======== ИСХОДНЫЙ ТЕКСТ ========

В связи с последними размышлениями необходимо акцентировать внимание на особой природе стиха. Создавая эпическую поэму с драматической "кровеносной системой", поэт оставлял для себя возможность включать свое слово в хор голосов эпохи, а чаще - подключаться к ним, звучать через них. Это создает такое богатство обертонов, такое емкое лиро-эпическое пространство, какого до "Двенадцати" творчество Блока не знало.
О большинстве стихов поэмы нельзя сказать с определенностью, кому они принадлежат: какому-то конкретному представителю петроградской улицы, балаганному "деду", ведущему представление, или автору. Границы подвижны, равновесие динамично, чревато переменами, как сам мир, который еще только нарождается из мрака ночи, который еще не имеет устойчивых форм. Это особенно показательно для последних стихов первой главы.
Следующий этап работы : сопоставление второй главы с первой. Вторую главу снова начинает пейзажная зарисовка: она свидетельствует о благосклонном отношении природных сил к появляющимся двенадцати. Гуляет ветер, порхает снег. Идут двенадцать человек.

======== СТРОКИ ДАННЫХ ========

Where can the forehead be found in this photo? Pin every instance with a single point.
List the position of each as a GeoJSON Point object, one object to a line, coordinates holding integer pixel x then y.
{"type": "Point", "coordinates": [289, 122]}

========

▶ [ЗАДАНИЯ]:
1 > Верните дословно фрагмент текста о поэме «Двенадцать» между «Следующий этап работы» и «Идут двенадцать человек.» включительно.
2 > Согласно тексту о поэме «Двенадцать», чем начинается вторая глава поэмы?
3 > Напишите продолжение текста о поэме «Двенадцать», начиная сразу после его последнего предложения.

▶ [ОТВЕТЫ]:
1 >
Следующий этап работы : сопоставление второй главы с первой. Вторую главу снова начинает пейзажная зарисовка: она свидетельствует о благосклонном отношении природных сил к появляющимся двенадцати. Гуляет ветер, порхает снег. Идут двенадцать человек.

2 > Пейзажной зарисовкой.

3 >
Интонация напряженна, сдержана, серьезна: здесь "ветер", "снег", "человек" предельно близки первой строфе поэмы. Важно, что в связи с двенадцатью речь идет не о черном закатном вечере старого мира, а о предвестии нового в сиянии света ("кругом огни, огни, огни..."). За прямыми конкретными деталями возникает символически обобщающий подтекст, оценка различных сил общества.
Начало второй главки представляет собой как бы разросшуюся ремарку, в которой сообщаются обстоятельства появления двенадцати, дается информация о внешнем виде. Но где здесь кончается ремарка и где начинается собственная речь? Наибольший спор может вызвать третья строфа. В зубах - цигарка, примят картуз, На спину б надо бубновый туз!
Мы уже знаем по первой главе, что Блок не всегда графически выделяет прямую речь. Появление просторечия (цигарка, картуз),разговорной интонации, на которую указывает пропуск сказуемого, повышенная экспрессивность фразы - свидетельство того, что это уже чьи-то слова. Как их читать? Это зависит от того, кому они принадлежат, Если это говорит кто-то из задержавшихся на улице представителей
старого мира, то в словах "цигарка", "картуз" звучит издевка над бескультурным народом, а в упоминании о бубновом тузе - презрение к людям вне общества Это могут быть слова комментатора, представителя народного сознания, голос которого отделился от голоса автора, получил определенную и самостоятельную социальную окраску. Тогда в третьей строфе можно услышать наивное восхищение бесшабашной удалью, которая вела когда-то сподвижников Стеньки Разина да Емельки Пугачева прямой дорогой на каторгу. Не случайно в следующей строфе речь идет о свободе "без креста", т.е. ничем несдерживаемой свободе, - и это уже точно собственная речь, чья-то реплика, начинающая серию других.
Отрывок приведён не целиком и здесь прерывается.